(EXCERPTED TEXT)
Tuesday, September 23, 2014

Recommendation: Stiff

Mary Roach's book, Stiff, freaked me out. I was teaching middle school at a K-12 span school, and the cover, with it is perfectly beautifully buffed foot and toe tag was just too much to handle. But one of the high school teachers at my school taught the book and recommended it. I didn't read it at the time because I was in the middle of a multi-year run of Young Adult work, but when I began teaching nonfiction, I remembered the teacher and picked it back up.

Mary Roach's books (and her website, which features a cockroach crawling along the page) are not for the faint of heart.

Indeed, Stiff is an examination of what happens to cadavers in our society -- what uses we have for bodies that only the dead can fulfill. In some ways, it's a love note to eccentric and the bizarre and it's definitely not for those easily squicked. It is laugh-aloud funny, though. You catch yourself giggling, perhaps in horror, at her description of maggots or of heads-in-trays. It might make you question your own taste.
(End EXCERPTED TEXT)
(INFORMATION GIVEN)
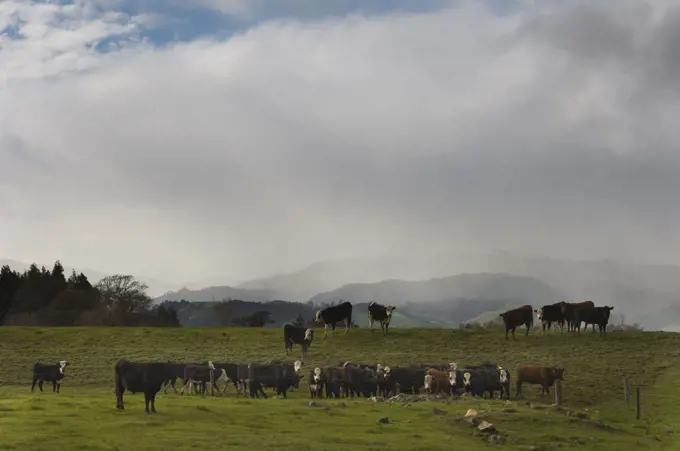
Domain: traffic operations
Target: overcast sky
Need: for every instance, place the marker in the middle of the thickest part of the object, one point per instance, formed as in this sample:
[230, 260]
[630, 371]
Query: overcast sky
[179, 138]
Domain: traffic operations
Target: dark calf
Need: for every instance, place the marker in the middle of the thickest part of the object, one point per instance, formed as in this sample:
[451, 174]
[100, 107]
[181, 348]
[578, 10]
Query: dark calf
[49, 372]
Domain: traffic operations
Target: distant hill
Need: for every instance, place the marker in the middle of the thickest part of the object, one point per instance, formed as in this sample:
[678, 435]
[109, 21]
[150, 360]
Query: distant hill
[501, 288]
[642, 293]
[156, 286]
[218, 293]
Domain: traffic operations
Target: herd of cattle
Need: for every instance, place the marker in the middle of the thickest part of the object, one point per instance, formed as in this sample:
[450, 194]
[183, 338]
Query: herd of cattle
[346, 379]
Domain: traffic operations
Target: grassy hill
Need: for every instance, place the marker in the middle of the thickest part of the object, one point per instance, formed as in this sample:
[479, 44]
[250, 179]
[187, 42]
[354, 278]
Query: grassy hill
[83, 415]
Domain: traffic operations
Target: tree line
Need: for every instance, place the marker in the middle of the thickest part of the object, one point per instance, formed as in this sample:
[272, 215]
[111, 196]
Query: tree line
[42, 297]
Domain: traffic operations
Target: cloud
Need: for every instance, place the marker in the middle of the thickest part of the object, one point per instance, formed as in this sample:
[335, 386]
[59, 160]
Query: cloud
[540, 131]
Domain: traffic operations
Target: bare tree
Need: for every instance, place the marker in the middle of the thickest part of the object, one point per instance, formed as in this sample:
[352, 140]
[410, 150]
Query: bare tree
[123, 295]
(End INFORMATION GIVEN)
## ASSIGNMENT 1
How would you sum up the post about Stiff in two sentences?
## ASSIGNMENT 2
Which school levels or grade spans does the post about Stiff mention?

## ANSWER BOX 1
The writer was first put off by the cover of Mary Roach's book Stiff, then picked it up after starting to teach nonfiction and remembering a high school teacher's recommendation. The book looks at what happens to cadavers in our society and is not for the easily squicked, but it is laugh-aloud funny.

## ANSWER BOX 2
K-12, middle school, high school